» **EXERCISE REQUIREMENTS**:
• a. List every person named in the film review.
• b. Reproduce the film review starting with "No More Orchids" and going on through "a spoiled brat.", but switch "lawyer" to "attorney".

» **READING PASSAGE**:
__________________________________________________
Friday 24 October 2008

No More Orchids (1932)

In many ways this is a role reversal version and pure opposite of Brief Moment, the last Carole Lombard film I watched, made a year later with Gene Raymond. In that film he was a spoiled and drunken millionaire's son living on his allowance and she was a nightclub singer that he fell for. This time out it's Carole Lombard who's a spoiled and drunken millionaire's daughter living on her allowance and her co-star Lyle Talbot plays a lawyer working for her grandfather who doesn't want anything to do with such a spoiled brat.

The big difference is that this one is full of the charm and affection that made films like this magnetic and seem to avoid films like Brief Moment entirely. Part of that is certainly because it's Lombard doing the pursuing and the changing. Partly though it's just written so much better, providing the characters with far more depth, likability and memorable lines. The writer here is Gertrude Purcell working from a novel by Grace Perkins, the writer of Brief Moment was Brian Marlow, working from S N Behrman's play. I know little about either of them, beyond noticing that both had decent careers in Hollywood without ever sparking a great classic. Marlow's was ended by the blacklist.
__________________________________________________
» **DATA SHOWN**:
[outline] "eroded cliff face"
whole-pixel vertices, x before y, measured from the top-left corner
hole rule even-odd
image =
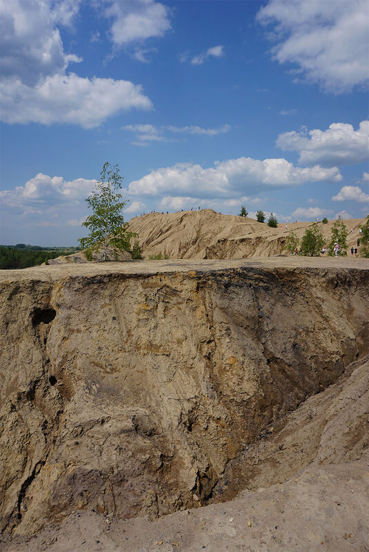
[[[1,284],[1,531],[204,503],[245,444],[369,352],[368,271],[84,268]]]

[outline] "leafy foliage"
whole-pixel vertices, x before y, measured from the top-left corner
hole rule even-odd
[[[139,245],[139,242],[138,240],[134,240],[134,243],[133,244],[133,247],[132,248],[132,259],[140,259],[141,258],[141,247]]]
[[[268,219],[268,225],[270,226],[271,228],[277,228],[278,226],[278,221],[277,220],[277,216],[274,215],[272,213],[270,213],[270,216]]]
[[[338,254],[340,256],[347,255],[347,241],[346,238],[348,235],[348,230],[341,217],[335,221],[332,227],[332,234],[330,243],[328,247],[328,255],[332,256],[335,254],[335,244],[338,243],[339,249]]]
[[[122,201],[121,194],[117,192],[122,180],[118,165],[112,167],[110,163],[105,163],[100,181],[86,199],[92,214],[87,217],[82,226],[89,229],[90,234],[79,241],[81,247],[91,252],[102,249],[103,260],[108,260],[108,249],[116,258],[119,252],[129,250],[131,238],[137,236],[127,230],[128,223],[124,222],[121,214],[128,203]]]
[[[162,260],[163,258],[169,258],[169,255],[164,255],[164,256],[163,256],[162,253],[158,253],[156,255],[149,255],[148,258],[150,260]]]
[[[361,227],[362,232],[360,238],[360,256],[369,258],[369,215],[366,216],[366,221]]]
[[[287,251],[290,251],[291,253],[295,253],[297,249],[299,248],[300,240],[295,232],[290,232],[287,239],[286,240],[285,249]]]
[[[324,245],[324,238],[321,229],[317,223],[306,228],[302,236],[301,252],[305,256],[319,257]]]
[[[257,221],[258,223],[264,223],[266,220],[266,214],[263,211],[260,209],[257,212]]]

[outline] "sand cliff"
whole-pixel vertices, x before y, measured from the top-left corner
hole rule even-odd
[[[284,471],[265,452],[263,475],[246,447],[369,353],[367,268],[290,258],[2,271],[1,531],[76,510],[154,518],[308,465],[317,446]],[[360,412],[352,452],[330,463],[368,447]]]

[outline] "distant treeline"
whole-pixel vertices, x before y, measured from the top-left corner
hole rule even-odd
[[[27,268],[46,263],[61,255],[70,255],[78,247],[41,247],[40,245],[0,245],[0,269]]]

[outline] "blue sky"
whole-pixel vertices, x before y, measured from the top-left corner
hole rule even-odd
[[[369,212],[366,0],[4,0],[0,243],[77,245],[118,163],[125,218]]]

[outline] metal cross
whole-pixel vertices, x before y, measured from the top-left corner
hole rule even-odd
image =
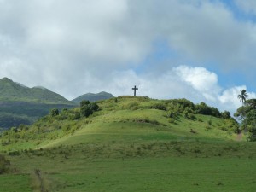
[[[134,96],[136,96],[136,90],[138,90],[138,88],[135,85],[134,88],[132,88],[132,90],[134,90]]]

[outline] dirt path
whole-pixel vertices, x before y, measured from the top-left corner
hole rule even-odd
[[[49,192],[44,185],[44,182],[43,182],[43,178],[42,178],[42,176],[41,176],[41,171],[38,170],[38,169],[35,169],[35,174],[39,181],[39,183],[40,183],[40,191],[41,192]]]

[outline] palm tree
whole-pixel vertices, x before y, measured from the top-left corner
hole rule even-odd
[[[247,98],[248,98],[248,95],[247,94],[247,91],[245,90],[240,90],[240,92],[241,92],[241,94],[239,94],[237,96],[237,98],[240,99],[240,102],[241,102],[242,107],[243,107],[244,102],[247,101]],[[244,108],[242,109],[242,113],[243,113],[243,116],[245,116]],[[248,142],[248,129],[247,127],[245,127],[244,131],[247,133],[247,139]]]
[[[237,98],[240,99],[240,102],[241,102],[242,105],[247,101],[247,98],[248,98],[248,94],[245,90],[240,90],[241,94],[238,95]]]

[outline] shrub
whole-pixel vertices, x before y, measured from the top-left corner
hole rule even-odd
[[[9,165],[9,161],[7,160],[4,156],[0,154],[0,175],[8,171],[8,166]]]
[[[50,113],[49,113],[51,117],[57,116],[57,115],[59,115],[59,113],[60,113],[60,112],[59,112],[59,109],[57,109],[57,108],[51,109]]]
[[[90,103],[89,107],[93,112],[99,110],[99,106],[96,102]]]
[[[84,105],[80,108],[80,113],[83,117],[89,117],[90,114],[93,113],[92,109],[88,105]]]
[[[167,108],[163,103],[155,103],[152,106],[152,108],[166,111]]]
[[[88,100],[83,100],[80,102],[80,107],[82,108],[83,106],[89,105],[90,102]]]

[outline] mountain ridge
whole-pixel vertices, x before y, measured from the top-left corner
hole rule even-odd
[[[73,103],[60,94],[46,88],[36,86],[32,88],[15,83],[10,79],[0,79],[0,101],[32,102],[47,104],[70,104]]]
[[[88,100],[90,102],[97,102],[100,100],[106,100],[114,97],[111,93],[102,91],[99,93],[86,93],[77,98],[72,100],[73,102],[79,104],[83,100]]]

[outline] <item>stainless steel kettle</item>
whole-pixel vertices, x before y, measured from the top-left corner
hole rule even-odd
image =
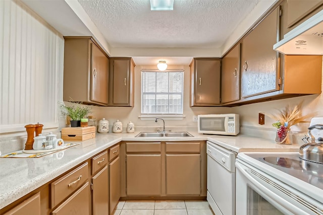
__________________________________________________
» **LIST OF SOLUTIONS**:
• a. Carole Lombard, Gene Raymond, Lyle Talbot, Gertrude Purcell, Grace Perkins, Brian Marlow, S N Behrman

• b.
No More Orchids (1932)

In many ways this is a role reversal version and pure opposite of Brief Moment, the last Carole Lombard film I watched, made a year later with Gene Raymond. In that film he was a spoiled and drunken millionaire's son living on his allowance and she was a nightclub singer that he fell for. This time out it's Carole Lombard who's a spoiled and drunken millionaire's daughter living on her allowance and her co-star Lyle Talbot plays a attorney working for her grandfather who doesn't want anything to do with such a spoiled brat.